WHAT THE EXERCISE ASKS:
Reproduce the essay on making time to write in full, word for word.

DOCUMENT TEXT:
Teika's book 002

Picking up a pen, sitting down at a computer, taking time to write: it’s a discipline. Some might call it a theft. Because it takes. It’s taking time away from all the other things I “should” be doing: the washing, the cooking, the reading of stories to little people on laps, the clapping of hands to nursery rhymes, the wiping of noses and bottoms, the scrubbing of toilets, the preparation of food, the devising of lesson plans for my paid work. Taking the time to write means that something else doesn’t get done.

Nevertheless, writing is top of my to-do list. I schedule it in and don’t allow my eyelids to close, however heavy, until I have put pen to paper… copying out quotations… listing gratitudes… jotting down an account of our day… pouring out my feelings… making lists.

Letting the mind’s ink seep down through my arm, into the hand, out the nib of my pen feels like a quest completed. When I am done, there is a release, a catharsis, the sensation that a necessary deed has been done.

If you came to my house for a meal and offered to set the table, when searching for plates you would find a curled and weathered piece of newsprint blu-tacked to the inside of the cupboard. It’s Carol Ann Duffy’s poem “Stephen Lawrence,” a poem about motherhood and loss and justice, a poem that acknowledges that Doreen Lawrence never gave up her search for justice for her son’s murder. It is a poem to read, to savour, to arrest you when emptying the dishwasher as plate after plate returns to its place on the shelf.

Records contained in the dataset
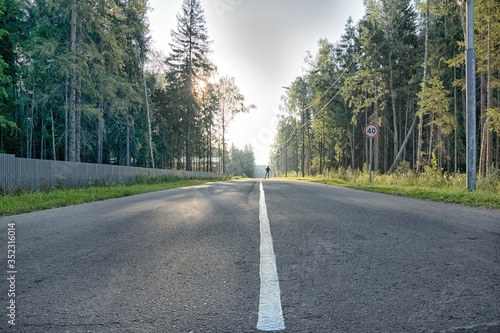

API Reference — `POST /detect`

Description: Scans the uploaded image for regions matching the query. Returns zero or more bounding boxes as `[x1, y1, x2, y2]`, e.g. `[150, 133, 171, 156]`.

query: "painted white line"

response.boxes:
[257, 182, 285, 331]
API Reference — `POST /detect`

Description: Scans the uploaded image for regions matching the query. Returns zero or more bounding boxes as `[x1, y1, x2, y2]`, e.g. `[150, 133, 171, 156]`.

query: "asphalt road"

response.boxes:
[0, 179, 500, 333]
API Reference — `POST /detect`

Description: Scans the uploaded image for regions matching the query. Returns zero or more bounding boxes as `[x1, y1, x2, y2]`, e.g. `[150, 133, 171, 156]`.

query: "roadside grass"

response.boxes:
[284, 164, 500, 210]
[298, 178, 500, 210]
[0, 178, 220, 216]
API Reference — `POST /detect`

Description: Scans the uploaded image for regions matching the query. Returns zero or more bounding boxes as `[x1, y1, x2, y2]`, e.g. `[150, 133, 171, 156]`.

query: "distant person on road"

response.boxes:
[264, 165, 271, 179]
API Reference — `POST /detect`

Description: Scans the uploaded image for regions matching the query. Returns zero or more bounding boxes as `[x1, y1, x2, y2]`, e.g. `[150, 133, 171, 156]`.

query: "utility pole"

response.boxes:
[459, 0, 477, 191]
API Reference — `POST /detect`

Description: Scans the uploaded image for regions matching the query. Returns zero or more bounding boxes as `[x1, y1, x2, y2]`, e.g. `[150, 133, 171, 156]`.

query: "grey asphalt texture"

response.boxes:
[0, 179, 500, 333]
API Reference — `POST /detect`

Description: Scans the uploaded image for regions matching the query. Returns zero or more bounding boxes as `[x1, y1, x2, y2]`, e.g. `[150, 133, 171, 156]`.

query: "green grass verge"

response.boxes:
[0, 179, 218, 216]
[296, 178, 500, 210]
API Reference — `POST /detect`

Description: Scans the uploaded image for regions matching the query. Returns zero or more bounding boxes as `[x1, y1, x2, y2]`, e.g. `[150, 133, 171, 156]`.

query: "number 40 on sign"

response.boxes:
[365, 124, 378, 139]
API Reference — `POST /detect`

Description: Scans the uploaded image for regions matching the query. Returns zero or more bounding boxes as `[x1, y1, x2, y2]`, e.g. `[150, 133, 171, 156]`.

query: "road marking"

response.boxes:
[257, 182, 285, 331]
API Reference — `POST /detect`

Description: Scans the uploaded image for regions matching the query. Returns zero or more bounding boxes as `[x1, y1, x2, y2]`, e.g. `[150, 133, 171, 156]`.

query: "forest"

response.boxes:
[271, 0, 500, 177]
[0, 0, 254, 176]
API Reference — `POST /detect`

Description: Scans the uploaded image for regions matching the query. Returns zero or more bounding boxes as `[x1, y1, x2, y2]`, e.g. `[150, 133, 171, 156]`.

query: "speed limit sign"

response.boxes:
[365, 124, 378, 139]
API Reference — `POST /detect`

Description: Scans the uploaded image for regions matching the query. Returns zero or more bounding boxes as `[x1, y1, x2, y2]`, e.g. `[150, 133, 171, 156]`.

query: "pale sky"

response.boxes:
[149, 0, 364, 164]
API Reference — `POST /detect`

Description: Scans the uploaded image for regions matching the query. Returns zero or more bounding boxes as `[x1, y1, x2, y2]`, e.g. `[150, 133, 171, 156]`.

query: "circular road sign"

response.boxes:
[365, 124, 378, 139]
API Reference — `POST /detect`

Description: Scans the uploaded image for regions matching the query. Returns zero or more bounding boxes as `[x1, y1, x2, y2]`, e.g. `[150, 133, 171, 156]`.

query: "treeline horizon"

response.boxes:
[270, 0, 500, 176]
[0, 0, 254, 173]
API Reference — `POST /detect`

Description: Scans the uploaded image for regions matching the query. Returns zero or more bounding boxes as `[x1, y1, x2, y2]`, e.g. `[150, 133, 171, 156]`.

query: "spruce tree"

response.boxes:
[167, 0, 213, 171]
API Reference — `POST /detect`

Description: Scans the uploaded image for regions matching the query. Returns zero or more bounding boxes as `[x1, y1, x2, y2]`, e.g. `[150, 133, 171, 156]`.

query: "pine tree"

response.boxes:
[167, 0, 214, 171]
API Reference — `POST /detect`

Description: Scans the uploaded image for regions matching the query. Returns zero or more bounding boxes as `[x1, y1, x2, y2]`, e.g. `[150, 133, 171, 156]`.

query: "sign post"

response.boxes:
[364, 124, 378, 183]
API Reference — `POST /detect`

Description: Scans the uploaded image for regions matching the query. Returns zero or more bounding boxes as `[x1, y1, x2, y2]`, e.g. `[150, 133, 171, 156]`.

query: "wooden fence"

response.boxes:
[0, 154, 221, 194]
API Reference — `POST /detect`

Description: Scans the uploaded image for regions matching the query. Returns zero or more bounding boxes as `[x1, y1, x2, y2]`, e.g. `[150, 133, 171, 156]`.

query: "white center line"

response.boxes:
[257, 182, 285, 331]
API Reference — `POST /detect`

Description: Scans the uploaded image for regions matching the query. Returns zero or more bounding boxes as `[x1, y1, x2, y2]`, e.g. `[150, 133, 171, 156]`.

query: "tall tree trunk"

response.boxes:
[68, 0, 77, 162]
[97, 98, 104, 164]
[479, 73, 488, 177]
[389, 113, 418, 173]
[416, 0, 429, 175]
[141, 56, 154, 171]
[453, 68, 458, 175]
[373, 102, 380, 172]
[389, 51, 399, 157]
[125, 107, 130, 166]
[485, 16, 493, 175]
[50, 109, 57, 161]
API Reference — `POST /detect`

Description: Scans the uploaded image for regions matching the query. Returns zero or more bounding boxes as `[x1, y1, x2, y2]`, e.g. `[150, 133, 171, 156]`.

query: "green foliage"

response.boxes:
[0, 179, 219, 216]
[226, 145, 255, 178]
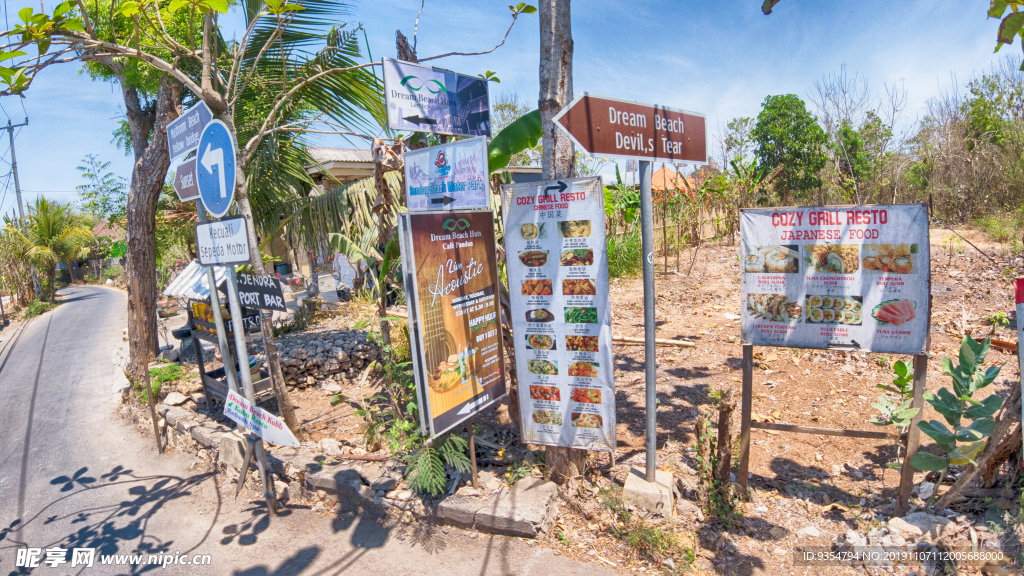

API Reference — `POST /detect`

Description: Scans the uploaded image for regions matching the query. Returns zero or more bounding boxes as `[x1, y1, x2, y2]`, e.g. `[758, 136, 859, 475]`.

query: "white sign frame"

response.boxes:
[196, 216, 251, 266]
[224, 390, 299, 447]
[502, 176, 616, 451]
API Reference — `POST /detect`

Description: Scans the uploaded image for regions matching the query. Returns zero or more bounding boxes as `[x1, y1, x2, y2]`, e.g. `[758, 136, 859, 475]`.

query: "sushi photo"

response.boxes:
[804, 244, 861, 274]
[871, 300, 918, 326]
[862, 244, 918, 274]
[746, 294, 803, 322]
[804, 294, 863, 325]
[743, 245, 800, 274]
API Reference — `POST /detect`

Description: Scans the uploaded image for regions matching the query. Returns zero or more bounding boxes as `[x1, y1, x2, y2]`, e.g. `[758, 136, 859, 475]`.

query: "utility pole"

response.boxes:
[7, 118, 41, 296]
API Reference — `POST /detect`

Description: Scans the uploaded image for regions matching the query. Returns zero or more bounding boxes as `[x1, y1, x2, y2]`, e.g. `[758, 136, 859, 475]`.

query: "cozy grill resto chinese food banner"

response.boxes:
[739, 204, 931, 354]
[502, 177, 615, 450]
[398, 210, 506, 436]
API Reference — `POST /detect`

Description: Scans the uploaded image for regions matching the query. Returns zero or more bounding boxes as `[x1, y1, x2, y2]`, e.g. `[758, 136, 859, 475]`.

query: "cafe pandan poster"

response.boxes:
[399, 210, 506, 436]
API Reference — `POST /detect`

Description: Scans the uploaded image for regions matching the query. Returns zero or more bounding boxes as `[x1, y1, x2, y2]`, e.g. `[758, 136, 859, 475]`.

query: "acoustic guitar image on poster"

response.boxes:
[402, 211, 505, 435]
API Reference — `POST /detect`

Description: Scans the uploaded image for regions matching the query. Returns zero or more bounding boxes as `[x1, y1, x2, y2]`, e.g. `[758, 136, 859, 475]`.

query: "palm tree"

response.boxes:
[24, 197, 92, 302]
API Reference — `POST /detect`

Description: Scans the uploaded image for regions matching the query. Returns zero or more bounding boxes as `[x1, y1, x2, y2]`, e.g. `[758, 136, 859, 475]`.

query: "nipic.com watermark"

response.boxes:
[14, 547, 213, 568]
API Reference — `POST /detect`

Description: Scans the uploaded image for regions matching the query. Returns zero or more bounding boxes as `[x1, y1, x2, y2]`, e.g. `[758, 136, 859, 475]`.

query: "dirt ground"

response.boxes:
[172, 230, 1024, 575]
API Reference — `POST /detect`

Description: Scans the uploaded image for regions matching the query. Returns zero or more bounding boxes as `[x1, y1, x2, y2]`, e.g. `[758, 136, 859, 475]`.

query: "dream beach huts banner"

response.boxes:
[398, 210, 506, 436]
[739, 204, 931, 354]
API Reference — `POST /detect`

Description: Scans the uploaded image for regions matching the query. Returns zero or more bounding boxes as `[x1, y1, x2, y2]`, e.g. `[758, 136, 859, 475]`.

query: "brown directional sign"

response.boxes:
[554, 93, 708, 164]
[174, 157, 199, 202]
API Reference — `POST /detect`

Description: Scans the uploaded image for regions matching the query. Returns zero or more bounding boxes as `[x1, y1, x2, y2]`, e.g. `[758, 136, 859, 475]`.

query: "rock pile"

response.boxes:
[278, 330, 380, 387]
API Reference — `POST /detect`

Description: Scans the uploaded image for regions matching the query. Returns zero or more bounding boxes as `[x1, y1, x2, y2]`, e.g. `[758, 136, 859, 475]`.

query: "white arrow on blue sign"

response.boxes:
[196, 120, 237, 218]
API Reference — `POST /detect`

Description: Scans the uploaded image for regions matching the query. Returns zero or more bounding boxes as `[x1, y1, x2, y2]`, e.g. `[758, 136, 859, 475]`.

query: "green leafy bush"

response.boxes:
[608, 227, 643, 278]
[403, 434, 470, 496]
[910, 336, 1002, 483]
[869, 360, 920, 469]
[100, 264, 125, 281]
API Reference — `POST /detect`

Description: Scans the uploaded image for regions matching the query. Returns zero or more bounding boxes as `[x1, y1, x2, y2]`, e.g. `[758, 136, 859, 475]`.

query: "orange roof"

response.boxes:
[650, 166, 693, 191]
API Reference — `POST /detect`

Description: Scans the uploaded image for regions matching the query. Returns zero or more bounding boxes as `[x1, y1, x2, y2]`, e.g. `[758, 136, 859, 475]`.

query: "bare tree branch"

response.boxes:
[407, 12, 519, 63]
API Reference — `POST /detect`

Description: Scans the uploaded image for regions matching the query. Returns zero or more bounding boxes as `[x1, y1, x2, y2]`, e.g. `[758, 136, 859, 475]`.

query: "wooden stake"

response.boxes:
[131, 278, 164, 454]
[736, 344, 754, 491]
[466, 419, 479, 490]
[895, 354, 928, 517]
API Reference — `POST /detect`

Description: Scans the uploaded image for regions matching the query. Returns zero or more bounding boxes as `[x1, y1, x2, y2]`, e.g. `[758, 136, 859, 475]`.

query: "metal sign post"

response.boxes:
[640, 160, 657, 482]
[196, 200, 239, 393]
[221, 265, 278, 516]
[553, 92, 708, 482]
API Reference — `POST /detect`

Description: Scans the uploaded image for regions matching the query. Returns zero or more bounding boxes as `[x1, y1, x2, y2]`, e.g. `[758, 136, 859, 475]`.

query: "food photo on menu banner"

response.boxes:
[502, 177, 615, 450]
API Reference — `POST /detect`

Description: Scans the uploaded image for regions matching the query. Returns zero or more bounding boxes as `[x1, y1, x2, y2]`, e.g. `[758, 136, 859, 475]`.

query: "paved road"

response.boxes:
[0, 286, 613, 576]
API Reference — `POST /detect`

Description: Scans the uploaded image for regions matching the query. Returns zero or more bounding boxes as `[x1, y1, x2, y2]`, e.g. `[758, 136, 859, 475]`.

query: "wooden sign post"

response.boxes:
[737, 344, 928, 516]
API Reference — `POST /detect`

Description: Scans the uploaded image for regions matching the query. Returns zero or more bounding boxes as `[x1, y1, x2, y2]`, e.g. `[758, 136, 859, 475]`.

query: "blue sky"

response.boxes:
[0, 0, 1007, 213]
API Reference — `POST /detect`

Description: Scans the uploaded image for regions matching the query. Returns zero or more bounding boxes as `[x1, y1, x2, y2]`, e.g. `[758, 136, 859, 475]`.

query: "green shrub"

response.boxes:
[974, 213, 1024, 244]
[608, 228, 643, 278]
[22, 295, 60, 320]
[100, 264, 125, 280]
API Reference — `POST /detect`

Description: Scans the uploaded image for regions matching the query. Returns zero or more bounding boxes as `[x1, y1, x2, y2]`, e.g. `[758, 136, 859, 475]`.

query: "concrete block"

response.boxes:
[306, 466, 364, 498]
[623, 467, 672, 510]
[217, 430, 248, 470]
[431, 496, 485, 528]
[476, 478, 558, 538]
[189, 422, 230, 448]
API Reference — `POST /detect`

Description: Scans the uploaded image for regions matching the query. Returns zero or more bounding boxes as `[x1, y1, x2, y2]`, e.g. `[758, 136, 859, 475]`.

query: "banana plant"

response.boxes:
[910, 336, 1002, 484]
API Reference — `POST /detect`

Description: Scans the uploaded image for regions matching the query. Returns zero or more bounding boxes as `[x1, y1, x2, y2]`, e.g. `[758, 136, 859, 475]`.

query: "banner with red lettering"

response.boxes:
[739, 204, 931, 354]
[502, 177, 615, 450]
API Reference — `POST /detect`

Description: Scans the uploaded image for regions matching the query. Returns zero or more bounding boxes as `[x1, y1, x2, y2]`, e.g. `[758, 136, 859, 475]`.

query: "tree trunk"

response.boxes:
[536, 0, 587, 484]
[121, 77, 180, 382]
[538, 0, 574, 179]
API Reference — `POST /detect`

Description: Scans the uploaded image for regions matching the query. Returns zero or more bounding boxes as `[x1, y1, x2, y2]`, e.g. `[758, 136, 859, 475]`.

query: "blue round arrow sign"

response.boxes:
[196, 120, 236, 218]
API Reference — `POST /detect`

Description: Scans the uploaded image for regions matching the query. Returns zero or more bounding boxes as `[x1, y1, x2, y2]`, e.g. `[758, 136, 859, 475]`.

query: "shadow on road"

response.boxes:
[0, 465, 220, 576]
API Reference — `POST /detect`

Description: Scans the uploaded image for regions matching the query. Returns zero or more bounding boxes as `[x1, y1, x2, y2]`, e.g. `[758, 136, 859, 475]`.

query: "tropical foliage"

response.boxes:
[14, 196, 92, 302]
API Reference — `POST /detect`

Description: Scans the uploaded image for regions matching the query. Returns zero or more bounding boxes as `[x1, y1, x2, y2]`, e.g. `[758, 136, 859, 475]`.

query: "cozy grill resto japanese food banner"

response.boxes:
[398, 210, 506, 436]
[502, 177, 615, 450]
[739, 204, 931, 354]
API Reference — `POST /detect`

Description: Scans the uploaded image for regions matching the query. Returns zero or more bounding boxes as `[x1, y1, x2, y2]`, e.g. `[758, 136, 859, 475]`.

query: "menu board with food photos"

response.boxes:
[739, 204, 931, 354]
[502, 177, 615, 450]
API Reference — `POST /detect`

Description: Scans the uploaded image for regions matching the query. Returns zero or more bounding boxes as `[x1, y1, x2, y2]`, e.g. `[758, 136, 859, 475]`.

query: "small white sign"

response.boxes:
[224, 390, 299, 446]
[196, 216, 249, 266]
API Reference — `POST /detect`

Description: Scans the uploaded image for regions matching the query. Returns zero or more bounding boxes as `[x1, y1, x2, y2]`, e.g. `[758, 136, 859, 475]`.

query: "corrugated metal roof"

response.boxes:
[164, 260, 227, 300]
[306, 147, 374, 164]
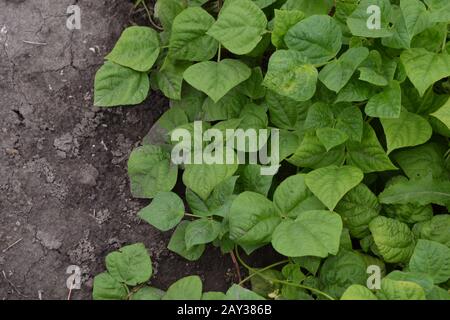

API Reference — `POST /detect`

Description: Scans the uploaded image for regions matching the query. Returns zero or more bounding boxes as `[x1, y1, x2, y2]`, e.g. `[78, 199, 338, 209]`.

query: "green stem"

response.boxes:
[141, 1, 163, 31]
[184, 212, 205, 219]
[235, 247, 334, 300]
[238, 260, 289, 286]
[442, 25, 448, 53]
[217, 43, 222, 62]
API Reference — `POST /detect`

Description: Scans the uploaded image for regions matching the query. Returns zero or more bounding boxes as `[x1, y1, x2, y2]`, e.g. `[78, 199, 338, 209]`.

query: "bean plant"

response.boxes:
[94, 0, 450, 300]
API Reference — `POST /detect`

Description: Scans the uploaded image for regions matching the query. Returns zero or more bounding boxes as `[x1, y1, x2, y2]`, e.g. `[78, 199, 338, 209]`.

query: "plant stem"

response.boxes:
[238, 260, 289, 285]
[442, 25, 448, 53]
[235, 247, 334, 300]
[141, 1, 164, 31]
[184, 212, 205, 219]
[217, 43, 222, 62]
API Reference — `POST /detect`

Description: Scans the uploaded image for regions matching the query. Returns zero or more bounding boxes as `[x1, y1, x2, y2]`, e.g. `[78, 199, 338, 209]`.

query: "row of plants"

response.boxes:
[94, 0, 450, 300]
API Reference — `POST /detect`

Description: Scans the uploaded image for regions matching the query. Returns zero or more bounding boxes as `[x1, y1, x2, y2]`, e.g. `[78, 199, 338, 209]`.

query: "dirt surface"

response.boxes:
[0, 0, 243, 299]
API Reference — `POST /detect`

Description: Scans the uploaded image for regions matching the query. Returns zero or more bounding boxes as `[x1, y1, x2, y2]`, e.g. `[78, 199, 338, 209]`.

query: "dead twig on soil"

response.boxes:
[2, 270, 28, 298]
[22, 40, 47, 46]
[2, 238, 23, 253]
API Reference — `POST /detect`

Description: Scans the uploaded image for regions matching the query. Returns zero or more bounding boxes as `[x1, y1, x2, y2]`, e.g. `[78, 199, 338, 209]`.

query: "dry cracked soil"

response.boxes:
[0, 0, 246, 299]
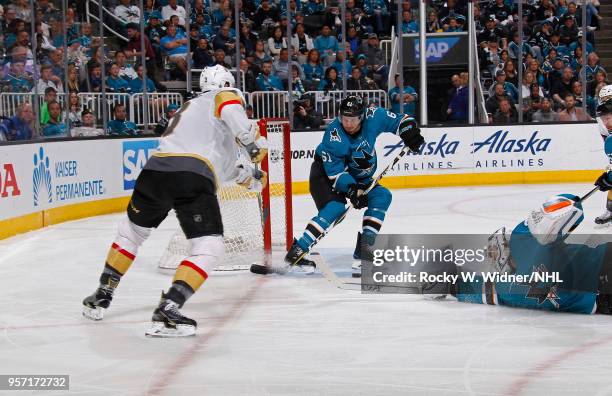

EXERCISE RESPONSE:
Teika's book 002

Picking up a pen, sitting down at a computer, taking time to write: it’s a discipline. Some might call it a theft. Because it takes. It’s taking time away from all the other things I “should” be doing: the washing, the cooking, the reading of stories to little people on laps, the clapping of hands to nursery rhymes, the wiping of noses and bottoms, the scrubbing of toilets, the preparation of food, the devising of lesson plans for my paid work. Taking the time to write means that something else doesn’t get done.

Nevertheless, writing is top of my to-do list. I schedule it in and don’t allow my eyelids to close, however heavy, until I have put pen to paper… copying out quotations… listing gratitudes… jotting down an account of our day… pouring out my feelings… making lists.

Letting the mind’s ink seep down through my arm, into the hand, out the nib of my pen feels like a quest completed. When I am done, there is a release, a catharsis, the sensation that a necessary deed has been done.

If you came to my house for a meal and offered to set the table, when searching for plates you would find a curled and weathered piece of newsprint blu-tacked to the inside of the cupboard. It’s Carol Ann Duffy’s poem “Stephen Lawrence,” a poem about motherhood and loss and justice, a poem that acknowledges that Doreen Lawrence never gave up her search for justice for her son’s murder. It is a poem to read, to savour, to arrest you when emptying the dishwasher as plate after plate returns to its place on the shelf.